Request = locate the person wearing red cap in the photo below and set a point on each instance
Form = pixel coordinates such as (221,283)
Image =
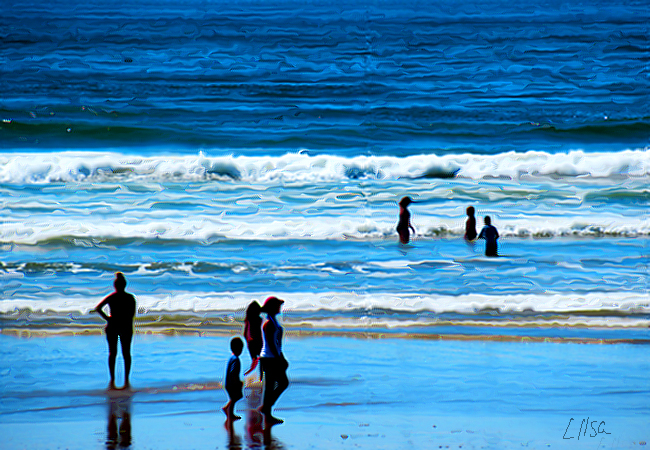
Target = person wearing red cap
(274,365)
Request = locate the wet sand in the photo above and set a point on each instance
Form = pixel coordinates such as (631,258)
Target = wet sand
(345,392)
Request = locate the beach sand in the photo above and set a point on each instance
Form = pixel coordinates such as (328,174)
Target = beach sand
(345,392)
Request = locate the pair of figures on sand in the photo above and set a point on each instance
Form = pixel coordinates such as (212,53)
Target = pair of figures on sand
(265,346)
(489,232)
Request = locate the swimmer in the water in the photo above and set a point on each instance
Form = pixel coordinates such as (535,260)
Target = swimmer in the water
(404,220)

* * *

→ **Directions for this task**: Rewrite the material as a numbered list, starting at the line that contains "Request = locate the beach" and ending at the last line of the material. Leave out any blank lines.

→ **Final result**:
1. Request = locate the beach sand in the photo above and set a point on each instance
2. Form = pixel coordinates such as (328,174)
3. Target = beach sand
4. (345,392)
5. Request = locate the pair of figures on sand in the photo above and set a point on each instance
6. Form = pixel coordinates such as (212,53)
7. Target = pair of figures on sand
8. (265,346)
9. (489,232)
10. Request = locate the swimmer in the water in the photo above and set a point on each instance
11. Form = pixel coordinates such as (535,260)
12. Target = swimmer in the water
13. (404,220)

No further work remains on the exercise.